:: Excerpts of pointing data ::

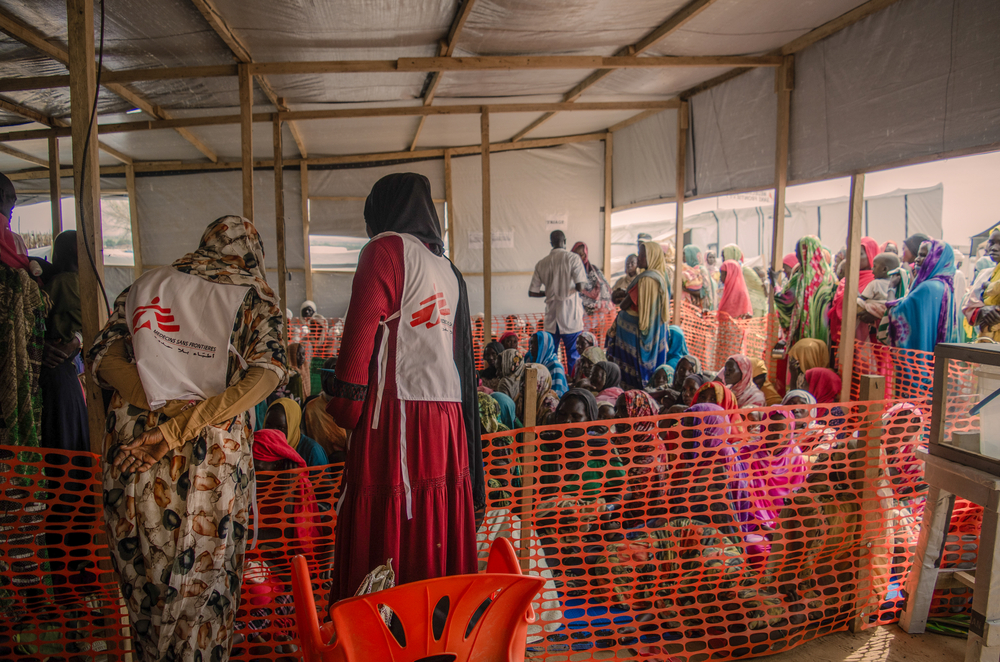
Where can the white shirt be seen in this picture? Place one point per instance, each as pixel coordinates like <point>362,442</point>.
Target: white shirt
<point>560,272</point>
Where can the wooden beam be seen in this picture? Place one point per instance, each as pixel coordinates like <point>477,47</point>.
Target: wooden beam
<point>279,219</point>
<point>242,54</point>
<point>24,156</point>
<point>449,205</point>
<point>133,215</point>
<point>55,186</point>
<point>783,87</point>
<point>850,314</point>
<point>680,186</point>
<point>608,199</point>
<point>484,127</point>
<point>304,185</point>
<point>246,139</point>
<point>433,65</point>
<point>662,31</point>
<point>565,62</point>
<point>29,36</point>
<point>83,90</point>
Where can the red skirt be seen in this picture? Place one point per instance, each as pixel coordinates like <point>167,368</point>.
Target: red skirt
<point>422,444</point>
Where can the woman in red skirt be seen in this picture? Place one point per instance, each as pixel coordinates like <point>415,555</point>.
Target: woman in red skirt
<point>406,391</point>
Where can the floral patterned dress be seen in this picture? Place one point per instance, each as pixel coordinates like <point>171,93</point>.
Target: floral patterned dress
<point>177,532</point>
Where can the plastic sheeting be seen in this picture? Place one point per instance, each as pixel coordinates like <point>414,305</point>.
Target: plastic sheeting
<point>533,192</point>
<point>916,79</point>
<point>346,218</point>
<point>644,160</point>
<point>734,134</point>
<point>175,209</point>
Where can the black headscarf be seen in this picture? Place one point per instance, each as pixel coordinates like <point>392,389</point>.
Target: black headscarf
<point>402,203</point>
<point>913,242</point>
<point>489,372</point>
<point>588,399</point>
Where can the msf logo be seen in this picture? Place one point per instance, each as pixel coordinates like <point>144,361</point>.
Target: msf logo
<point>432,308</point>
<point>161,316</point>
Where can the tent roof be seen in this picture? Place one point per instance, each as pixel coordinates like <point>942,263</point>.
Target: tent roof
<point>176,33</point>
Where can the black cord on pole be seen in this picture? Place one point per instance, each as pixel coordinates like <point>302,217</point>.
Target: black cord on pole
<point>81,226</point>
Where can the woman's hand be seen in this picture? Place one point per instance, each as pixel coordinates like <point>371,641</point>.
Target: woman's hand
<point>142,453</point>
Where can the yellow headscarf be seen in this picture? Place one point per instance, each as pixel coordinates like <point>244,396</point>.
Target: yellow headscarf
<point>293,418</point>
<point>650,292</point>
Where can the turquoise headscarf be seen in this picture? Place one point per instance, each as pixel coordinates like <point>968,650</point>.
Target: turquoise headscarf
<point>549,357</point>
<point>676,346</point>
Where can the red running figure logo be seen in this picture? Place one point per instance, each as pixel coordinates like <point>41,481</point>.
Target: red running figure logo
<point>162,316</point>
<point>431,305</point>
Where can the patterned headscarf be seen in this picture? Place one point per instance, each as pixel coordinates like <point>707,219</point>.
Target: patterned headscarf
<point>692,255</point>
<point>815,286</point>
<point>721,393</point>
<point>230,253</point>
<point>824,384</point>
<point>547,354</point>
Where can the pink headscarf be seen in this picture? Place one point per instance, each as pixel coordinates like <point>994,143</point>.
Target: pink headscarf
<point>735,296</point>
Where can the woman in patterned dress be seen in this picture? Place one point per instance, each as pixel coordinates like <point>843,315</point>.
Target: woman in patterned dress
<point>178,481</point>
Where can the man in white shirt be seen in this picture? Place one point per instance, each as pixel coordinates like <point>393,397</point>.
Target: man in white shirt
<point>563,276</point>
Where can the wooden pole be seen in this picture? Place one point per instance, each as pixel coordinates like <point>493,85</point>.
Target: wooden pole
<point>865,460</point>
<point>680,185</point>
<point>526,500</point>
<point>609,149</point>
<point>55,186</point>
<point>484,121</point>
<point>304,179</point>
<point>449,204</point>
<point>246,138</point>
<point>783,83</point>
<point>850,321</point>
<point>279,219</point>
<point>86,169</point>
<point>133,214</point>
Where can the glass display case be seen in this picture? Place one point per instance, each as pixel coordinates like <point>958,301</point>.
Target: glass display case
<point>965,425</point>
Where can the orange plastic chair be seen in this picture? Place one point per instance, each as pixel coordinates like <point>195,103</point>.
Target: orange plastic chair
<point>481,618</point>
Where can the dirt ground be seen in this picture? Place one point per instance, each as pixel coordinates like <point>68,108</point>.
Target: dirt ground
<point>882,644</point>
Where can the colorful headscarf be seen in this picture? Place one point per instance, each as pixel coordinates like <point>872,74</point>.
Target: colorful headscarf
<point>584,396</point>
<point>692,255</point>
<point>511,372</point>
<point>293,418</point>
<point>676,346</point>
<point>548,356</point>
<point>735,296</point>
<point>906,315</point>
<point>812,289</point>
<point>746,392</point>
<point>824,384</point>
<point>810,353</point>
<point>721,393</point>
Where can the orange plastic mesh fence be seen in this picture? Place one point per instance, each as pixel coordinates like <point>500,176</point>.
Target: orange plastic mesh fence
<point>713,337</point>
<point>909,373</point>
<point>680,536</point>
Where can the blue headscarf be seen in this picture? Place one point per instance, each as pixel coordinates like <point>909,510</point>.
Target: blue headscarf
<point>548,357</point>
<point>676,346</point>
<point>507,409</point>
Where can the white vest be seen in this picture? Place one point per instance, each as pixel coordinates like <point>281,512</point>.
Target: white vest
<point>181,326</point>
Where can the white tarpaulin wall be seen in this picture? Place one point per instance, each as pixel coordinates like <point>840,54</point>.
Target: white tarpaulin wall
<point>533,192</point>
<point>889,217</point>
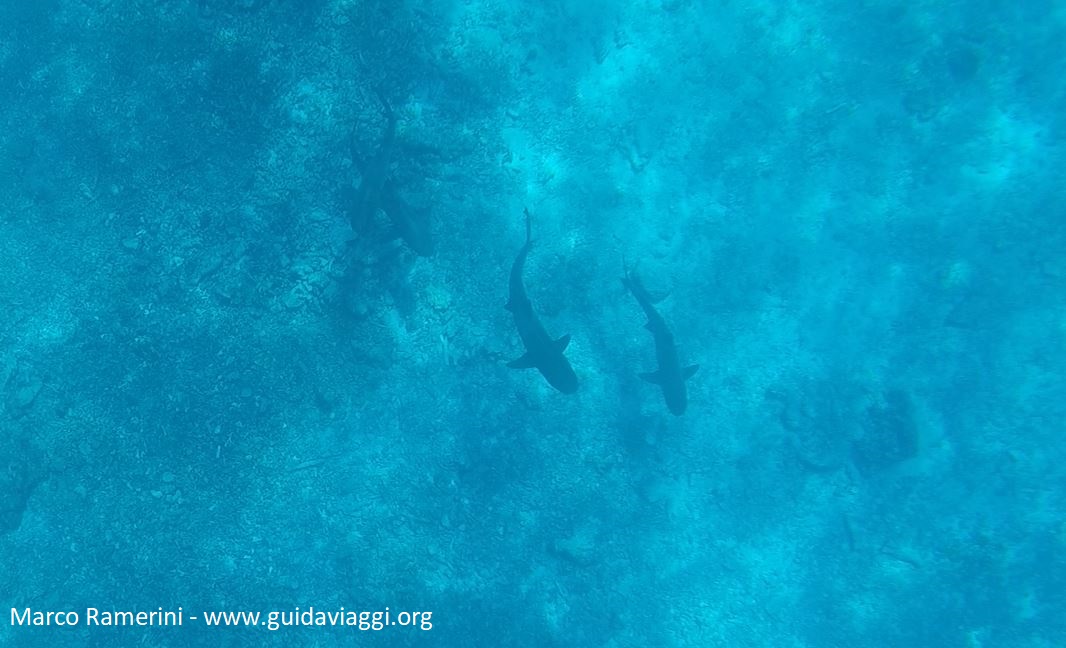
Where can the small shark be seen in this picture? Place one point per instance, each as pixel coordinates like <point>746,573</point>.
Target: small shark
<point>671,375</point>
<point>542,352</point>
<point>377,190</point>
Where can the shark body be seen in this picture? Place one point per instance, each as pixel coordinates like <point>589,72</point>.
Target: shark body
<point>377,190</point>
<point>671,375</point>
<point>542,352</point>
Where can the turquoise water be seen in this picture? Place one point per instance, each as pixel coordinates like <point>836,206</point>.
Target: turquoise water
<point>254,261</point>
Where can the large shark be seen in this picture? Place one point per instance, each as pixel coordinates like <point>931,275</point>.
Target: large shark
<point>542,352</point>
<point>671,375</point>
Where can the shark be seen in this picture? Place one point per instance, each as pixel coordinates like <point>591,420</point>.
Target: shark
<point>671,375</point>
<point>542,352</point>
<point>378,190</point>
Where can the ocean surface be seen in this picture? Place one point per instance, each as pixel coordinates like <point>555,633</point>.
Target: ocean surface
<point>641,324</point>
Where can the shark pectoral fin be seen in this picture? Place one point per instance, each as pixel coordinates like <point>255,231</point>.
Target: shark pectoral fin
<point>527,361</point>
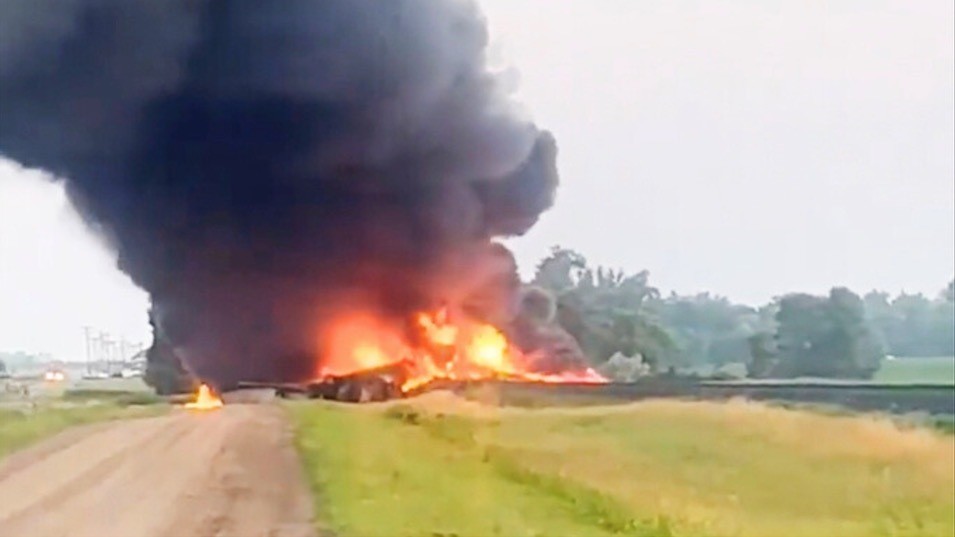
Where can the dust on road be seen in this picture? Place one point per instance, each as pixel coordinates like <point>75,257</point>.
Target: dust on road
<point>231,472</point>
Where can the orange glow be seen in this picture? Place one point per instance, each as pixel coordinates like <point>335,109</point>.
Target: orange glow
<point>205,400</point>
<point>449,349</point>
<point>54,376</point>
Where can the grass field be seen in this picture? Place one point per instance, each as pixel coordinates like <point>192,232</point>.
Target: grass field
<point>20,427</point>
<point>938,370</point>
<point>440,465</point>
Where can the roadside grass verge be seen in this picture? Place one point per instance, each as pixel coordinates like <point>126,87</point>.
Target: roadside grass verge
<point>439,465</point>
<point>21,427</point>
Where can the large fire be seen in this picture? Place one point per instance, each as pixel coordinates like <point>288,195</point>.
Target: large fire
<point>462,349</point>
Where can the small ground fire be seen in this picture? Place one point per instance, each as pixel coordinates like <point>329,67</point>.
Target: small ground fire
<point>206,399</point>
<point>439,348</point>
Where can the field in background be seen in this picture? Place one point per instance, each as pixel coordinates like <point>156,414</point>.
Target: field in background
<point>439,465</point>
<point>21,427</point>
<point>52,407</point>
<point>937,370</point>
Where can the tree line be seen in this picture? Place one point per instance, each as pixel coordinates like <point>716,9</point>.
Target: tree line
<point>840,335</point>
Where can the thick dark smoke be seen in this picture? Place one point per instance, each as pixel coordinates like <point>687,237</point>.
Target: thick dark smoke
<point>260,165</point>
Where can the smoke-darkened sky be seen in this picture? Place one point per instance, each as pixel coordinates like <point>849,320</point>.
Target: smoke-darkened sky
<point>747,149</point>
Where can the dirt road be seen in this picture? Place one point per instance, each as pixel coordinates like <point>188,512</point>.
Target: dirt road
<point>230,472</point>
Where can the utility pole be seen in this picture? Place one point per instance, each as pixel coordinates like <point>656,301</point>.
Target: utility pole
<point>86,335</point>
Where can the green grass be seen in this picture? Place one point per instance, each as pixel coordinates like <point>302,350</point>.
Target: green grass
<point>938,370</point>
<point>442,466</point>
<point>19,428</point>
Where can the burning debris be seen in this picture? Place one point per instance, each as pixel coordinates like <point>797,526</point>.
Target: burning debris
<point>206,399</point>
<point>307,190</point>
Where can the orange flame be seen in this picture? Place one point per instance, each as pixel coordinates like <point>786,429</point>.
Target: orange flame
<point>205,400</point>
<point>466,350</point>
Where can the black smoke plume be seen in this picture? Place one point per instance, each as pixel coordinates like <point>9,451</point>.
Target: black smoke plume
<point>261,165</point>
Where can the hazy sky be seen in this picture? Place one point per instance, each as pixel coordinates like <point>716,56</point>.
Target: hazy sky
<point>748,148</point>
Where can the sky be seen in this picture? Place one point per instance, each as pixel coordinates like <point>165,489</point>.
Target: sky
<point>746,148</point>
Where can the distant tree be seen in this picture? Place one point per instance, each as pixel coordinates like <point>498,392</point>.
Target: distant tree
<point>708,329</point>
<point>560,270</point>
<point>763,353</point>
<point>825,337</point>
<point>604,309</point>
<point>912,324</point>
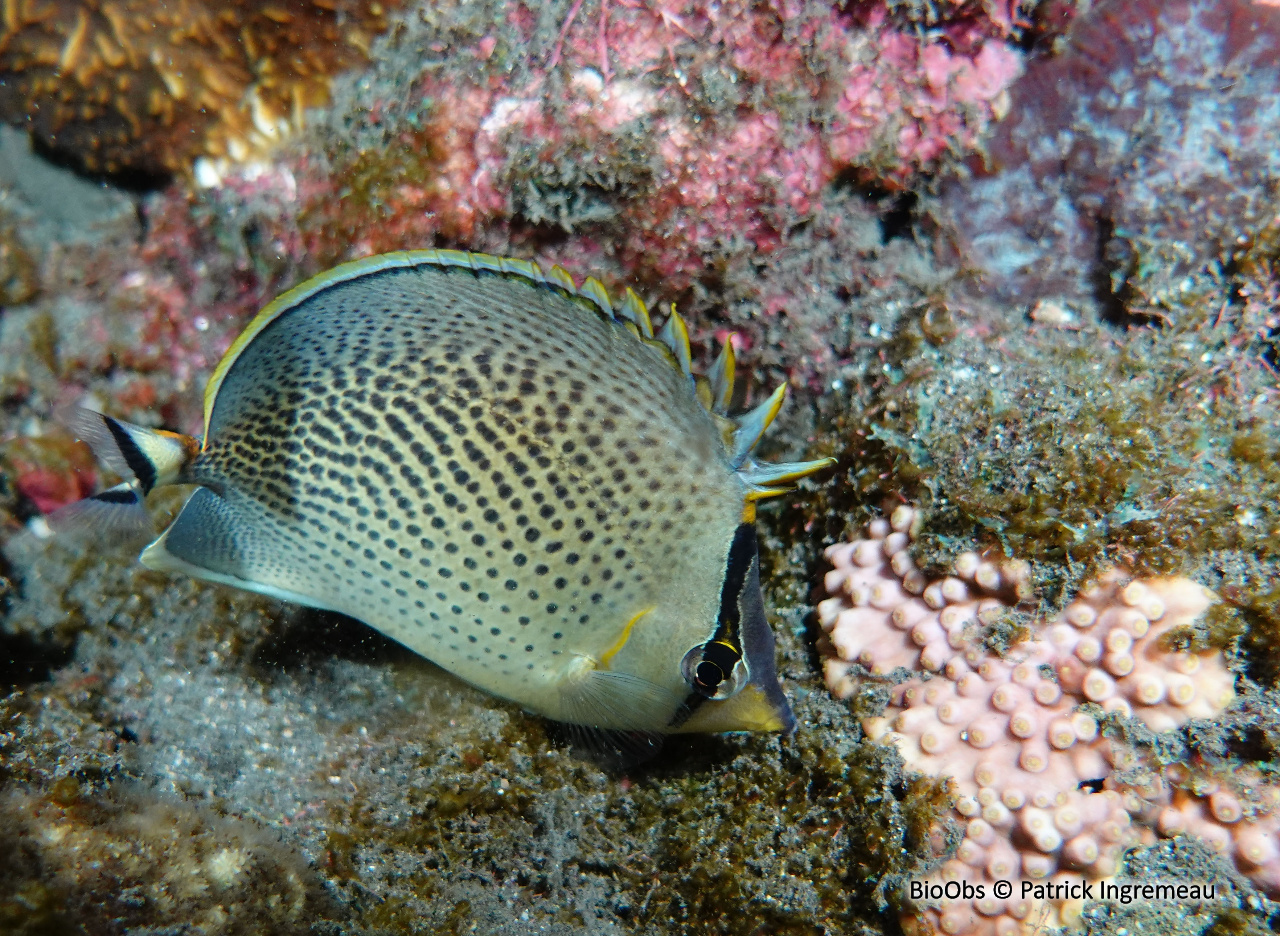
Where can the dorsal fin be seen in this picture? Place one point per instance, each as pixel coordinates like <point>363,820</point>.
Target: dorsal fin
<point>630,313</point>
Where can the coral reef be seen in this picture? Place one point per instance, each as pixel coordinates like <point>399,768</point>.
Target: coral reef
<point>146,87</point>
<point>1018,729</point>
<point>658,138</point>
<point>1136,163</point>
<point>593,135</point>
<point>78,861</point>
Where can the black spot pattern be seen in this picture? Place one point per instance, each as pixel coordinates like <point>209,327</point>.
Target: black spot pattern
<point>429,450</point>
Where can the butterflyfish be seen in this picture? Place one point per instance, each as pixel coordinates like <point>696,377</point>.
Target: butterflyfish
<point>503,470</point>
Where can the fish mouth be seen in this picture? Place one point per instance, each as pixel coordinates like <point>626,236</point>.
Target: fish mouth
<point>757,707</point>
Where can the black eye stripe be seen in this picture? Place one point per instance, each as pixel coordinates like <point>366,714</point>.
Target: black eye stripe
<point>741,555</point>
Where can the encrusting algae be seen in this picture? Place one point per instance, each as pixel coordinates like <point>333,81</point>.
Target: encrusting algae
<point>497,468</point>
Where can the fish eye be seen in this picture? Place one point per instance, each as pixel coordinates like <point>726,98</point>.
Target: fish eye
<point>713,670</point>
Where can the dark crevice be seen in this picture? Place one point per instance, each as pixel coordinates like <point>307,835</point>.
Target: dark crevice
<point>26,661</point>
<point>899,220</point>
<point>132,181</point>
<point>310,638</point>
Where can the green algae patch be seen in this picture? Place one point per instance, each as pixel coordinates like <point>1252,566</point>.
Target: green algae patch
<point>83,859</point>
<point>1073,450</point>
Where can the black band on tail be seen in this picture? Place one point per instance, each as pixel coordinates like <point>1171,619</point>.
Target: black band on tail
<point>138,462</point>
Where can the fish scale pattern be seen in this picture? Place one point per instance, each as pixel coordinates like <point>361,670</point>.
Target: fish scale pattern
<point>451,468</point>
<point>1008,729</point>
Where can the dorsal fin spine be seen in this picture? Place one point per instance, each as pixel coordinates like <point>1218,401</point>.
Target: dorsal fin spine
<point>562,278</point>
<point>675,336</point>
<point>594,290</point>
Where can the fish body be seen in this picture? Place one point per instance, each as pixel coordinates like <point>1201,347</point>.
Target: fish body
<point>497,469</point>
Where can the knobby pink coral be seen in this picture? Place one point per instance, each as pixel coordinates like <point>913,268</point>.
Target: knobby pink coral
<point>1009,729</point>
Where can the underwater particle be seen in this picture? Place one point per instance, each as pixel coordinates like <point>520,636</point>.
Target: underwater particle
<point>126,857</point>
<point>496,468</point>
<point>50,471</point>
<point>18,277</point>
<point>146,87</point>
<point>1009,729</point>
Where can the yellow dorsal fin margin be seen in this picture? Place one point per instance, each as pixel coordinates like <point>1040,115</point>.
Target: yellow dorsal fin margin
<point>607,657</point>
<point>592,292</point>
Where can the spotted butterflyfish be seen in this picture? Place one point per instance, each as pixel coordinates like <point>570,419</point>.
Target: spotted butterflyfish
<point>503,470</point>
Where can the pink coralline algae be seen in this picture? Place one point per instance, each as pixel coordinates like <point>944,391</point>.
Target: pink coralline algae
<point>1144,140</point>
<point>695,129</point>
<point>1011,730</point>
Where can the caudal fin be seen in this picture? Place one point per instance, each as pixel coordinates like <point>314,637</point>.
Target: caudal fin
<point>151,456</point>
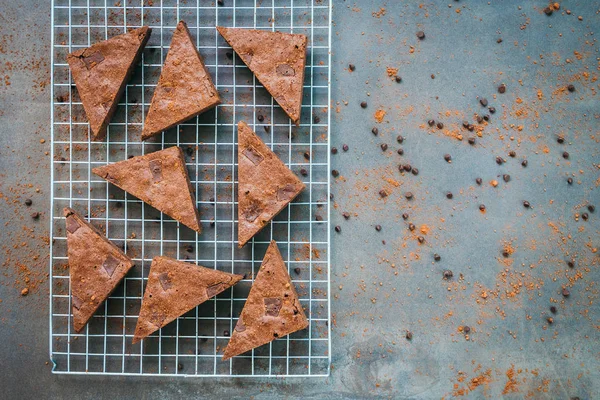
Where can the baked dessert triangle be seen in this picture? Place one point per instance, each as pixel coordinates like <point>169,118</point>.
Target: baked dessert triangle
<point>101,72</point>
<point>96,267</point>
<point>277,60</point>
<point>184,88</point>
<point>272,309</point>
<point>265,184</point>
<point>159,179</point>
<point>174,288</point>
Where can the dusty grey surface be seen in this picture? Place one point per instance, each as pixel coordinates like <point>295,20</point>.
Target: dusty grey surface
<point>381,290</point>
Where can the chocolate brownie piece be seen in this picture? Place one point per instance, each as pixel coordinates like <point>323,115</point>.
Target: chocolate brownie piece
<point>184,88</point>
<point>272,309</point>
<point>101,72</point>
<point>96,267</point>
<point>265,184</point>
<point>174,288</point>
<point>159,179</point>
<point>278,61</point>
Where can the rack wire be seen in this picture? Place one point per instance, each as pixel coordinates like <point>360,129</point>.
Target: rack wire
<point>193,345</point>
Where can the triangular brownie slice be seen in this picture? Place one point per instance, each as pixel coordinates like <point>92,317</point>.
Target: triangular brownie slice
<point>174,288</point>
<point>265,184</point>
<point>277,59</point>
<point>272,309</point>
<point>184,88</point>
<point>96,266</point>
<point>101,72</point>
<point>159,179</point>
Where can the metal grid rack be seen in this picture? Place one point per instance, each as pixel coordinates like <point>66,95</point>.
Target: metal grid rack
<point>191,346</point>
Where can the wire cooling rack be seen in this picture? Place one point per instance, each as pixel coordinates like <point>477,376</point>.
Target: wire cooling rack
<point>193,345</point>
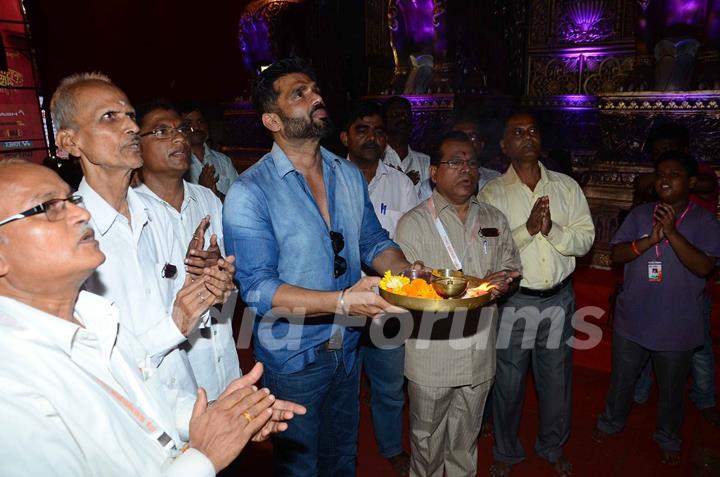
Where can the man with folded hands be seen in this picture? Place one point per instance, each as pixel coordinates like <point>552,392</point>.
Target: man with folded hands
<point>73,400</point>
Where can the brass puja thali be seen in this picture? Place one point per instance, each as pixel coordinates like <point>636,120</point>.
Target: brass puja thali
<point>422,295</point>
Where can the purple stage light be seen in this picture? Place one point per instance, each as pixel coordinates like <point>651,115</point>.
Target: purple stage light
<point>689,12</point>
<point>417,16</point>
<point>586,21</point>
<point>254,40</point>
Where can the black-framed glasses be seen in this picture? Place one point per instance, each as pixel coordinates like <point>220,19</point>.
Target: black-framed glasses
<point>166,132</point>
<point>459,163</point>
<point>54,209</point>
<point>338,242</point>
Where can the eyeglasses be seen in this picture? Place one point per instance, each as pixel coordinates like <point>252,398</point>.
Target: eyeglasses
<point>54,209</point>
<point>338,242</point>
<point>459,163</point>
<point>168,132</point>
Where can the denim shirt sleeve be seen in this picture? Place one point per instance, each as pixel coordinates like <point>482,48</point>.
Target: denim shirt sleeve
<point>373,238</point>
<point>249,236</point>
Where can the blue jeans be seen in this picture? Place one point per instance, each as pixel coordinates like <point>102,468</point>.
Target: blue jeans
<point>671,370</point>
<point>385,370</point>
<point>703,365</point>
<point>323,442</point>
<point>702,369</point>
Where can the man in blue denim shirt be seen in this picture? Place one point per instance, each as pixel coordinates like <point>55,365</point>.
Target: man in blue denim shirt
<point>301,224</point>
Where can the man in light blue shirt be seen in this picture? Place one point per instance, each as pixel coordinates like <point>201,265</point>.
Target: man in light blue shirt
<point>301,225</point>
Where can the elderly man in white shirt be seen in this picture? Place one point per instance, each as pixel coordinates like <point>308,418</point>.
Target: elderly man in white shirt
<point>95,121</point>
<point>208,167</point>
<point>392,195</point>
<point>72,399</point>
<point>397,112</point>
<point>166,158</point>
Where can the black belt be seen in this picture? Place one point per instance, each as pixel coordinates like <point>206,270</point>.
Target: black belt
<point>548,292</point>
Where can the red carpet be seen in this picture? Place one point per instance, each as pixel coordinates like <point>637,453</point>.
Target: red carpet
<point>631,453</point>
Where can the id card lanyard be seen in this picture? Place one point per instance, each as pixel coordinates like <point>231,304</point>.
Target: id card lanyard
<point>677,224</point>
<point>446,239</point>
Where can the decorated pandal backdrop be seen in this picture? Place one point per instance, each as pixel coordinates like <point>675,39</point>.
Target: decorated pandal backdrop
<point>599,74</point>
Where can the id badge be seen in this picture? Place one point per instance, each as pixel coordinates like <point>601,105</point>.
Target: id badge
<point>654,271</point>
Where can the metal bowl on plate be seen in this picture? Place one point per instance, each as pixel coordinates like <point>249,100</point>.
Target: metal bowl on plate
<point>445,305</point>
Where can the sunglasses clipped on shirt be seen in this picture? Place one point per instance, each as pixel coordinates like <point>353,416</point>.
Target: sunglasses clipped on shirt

:: Objective ::
Update the lines from the line with "Where can the red running" to the line with "<point>431,305</point>" by replacing "running figure" with "walking figure", and give back only those lines with everything else unchanged.

:: Exercise result ::
Where can the red walking figure logo be seen in this picture? Place one point per instance, each as pixel coordinates like <point>41,481</point>.
Target: red walking figure logo
<point>162,316</point>
<point>431,305</point>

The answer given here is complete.